Task item:
Rewrite the passage on A/C compressors starting at "Be sure to include" and ending at "of the assembly.", swapping "scan tool" for "diagnostic scanner".

An A/C compressor is not just a compressor

Variable displacement is controlled by altering the angle of the drive plate (whether swash or wobble plate), resulting in a variance in piston stroke. A shorter stroke results in less volume. Some earlier designs control plate angle internally via a pressure differential control valve that responds to differences in low side pressure caused by refrigerant temperature changes in the evaporator. As the heat load reduces, evap temps go down and so does pressure. This results in a reduction in piston stroke and refrigerant volume. Conversely, high heat loads will cause higher evap temperatures and pressures, resulting in a longer piston stroke and more volume. (For more, see Variable Displacement A/C Compressors, Motor Age, April 2005).

The displacement also can be externally controlled, typically by the Engine Control Module (ECM) in response to information it gets from refrigerant pressure and temperature sensors. This provides for more precise control over the displacement needed for optimum cooling while reducing the power demand on the engine.

When testing these compressors, be aware that your gauge pressures may read just fine. Pressure readings are not dependent on volume. One indicator of a problem related to displacement is a system that is cooling, but not as well as it should. Gauge readings may be near normal or the low side readings may be slightly higher than normal. Both are symptoms of insufficient refrigerant volume through the evaporator, similar to what you might see with a clogged orifice tube.

Be sure to include temperature readings at the ducts in your diagnostic process. If you suspect a problem, you will need a scan tool to test externally controlled compressors and, on some, a special tool that can be used to substitute the ECM’s control and allow you to vary the displacement yourself. Refer to your service information system for the specific procedures for the vehicle in your bay. On most, any failure associated with the compressor requires replacement of the assembly.

Records from a data collection:

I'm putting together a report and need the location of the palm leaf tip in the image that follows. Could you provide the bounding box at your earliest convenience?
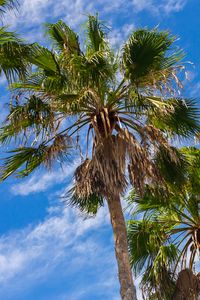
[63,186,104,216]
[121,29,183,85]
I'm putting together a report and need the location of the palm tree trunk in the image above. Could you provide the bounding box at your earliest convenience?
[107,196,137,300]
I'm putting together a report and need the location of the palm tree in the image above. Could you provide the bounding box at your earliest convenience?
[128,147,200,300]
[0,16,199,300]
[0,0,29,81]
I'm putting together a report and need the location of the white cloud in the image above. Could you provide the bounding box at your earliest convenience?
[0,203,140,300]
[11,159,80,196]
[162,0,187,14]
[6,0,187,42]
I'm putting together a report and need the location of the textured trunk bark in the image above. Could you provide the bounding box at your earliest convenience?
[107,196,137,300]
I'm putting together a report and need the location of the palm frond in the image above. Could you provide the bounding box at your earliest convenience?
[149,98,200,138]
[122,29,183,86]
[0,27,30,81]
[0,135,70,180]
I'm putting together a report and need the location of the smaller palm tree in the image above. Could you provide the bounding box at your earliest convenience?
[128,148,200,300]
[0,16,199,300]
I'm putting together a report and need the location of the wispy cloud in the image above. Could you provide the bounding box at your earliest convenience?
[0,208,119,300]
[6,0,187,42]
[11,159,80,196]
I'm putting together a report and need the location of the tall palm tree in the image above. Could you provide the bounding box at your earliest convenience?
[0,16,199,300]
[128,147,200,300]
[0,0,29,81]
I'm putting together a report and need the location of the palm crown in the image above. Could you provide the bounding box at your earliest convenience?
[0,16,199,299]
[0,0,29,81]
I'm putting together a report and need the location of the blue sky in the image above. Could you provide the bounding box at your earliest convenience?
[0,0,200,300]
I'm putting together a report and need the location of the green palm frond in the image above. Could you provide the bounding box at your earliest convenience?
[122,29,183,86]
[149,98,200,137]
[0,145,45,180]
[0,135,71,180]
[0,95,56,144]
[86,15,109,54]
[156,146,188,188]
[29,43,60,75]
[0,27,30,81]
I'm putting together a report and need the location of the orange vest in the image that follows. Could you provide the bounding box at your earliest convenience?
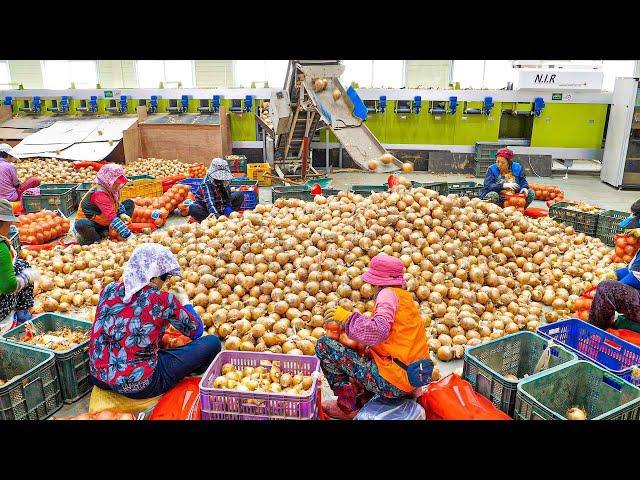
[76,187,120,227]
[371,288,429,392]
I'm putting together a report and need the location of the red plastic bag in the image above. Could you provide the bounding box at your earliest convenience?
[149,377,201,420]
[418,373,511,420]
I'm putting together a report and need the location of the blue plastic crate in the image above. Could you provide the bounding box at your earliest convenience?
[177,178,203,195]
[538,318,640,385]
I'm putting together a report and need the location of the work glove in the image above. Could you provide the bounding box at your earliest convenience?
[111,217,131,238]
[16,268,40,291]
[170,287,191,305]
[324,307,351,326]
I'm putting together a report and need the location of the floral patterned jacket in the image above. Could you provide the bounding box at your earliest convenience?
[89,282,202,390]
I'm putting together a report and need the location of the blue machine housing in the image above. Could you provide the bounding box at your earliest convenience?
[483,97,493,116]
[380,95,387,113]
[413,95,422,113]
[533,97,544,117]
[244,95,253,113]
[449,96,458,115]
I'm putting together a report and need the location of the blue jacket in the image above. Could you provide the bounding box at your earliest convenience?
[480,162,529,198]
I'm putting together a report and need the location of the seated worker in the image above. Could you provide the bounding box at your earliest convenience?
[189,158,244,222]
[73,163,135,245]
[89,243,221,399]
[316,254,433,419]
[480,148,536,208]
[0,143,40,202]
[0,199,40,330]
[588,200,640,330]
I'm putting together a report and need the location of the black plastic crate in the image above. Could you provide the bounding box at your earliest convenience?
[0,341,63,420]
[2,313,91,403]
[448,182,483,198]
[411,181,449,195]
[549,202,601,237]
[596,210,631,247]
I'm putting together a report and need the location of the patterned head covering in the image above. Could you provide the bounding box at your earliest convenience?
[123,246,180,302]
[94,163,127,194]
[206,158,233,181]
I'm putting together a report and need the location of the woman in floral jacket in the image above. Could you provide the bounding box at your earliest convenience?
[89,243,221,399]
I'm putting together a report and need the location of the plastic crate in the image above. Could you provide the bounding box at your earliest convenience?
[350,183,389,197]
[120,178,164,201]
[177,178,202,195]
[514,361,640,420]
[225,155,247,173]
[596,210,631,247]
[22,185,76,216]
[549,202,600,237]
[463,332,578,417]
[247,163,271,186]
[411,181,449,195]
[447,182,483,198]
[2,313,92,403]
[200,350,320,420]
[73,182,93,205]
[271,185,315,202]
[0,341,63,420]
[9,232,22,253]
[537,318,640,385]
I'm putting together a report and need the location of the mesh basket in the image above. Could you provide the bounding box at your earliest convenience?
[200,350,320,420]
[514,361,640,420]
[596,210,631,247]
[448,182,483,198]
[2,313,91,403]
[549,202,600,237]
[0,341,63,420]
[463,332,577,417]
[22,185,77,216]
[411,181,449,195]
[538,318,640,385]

Result of this exercise:
Be sure to include temperature readings at the ducts in your diagnostic process. If you suspect a problem, you will need a diagnostic scanner to test externally controlled compressors and, on some, a special tool that can be used to substitute the ECM’s control and allow you to vary the displacement yourself. Refer to your service information system for the specific procedures for the vehicle in your bay. On most, any failure associated with the compressor requires replacement of the assembly.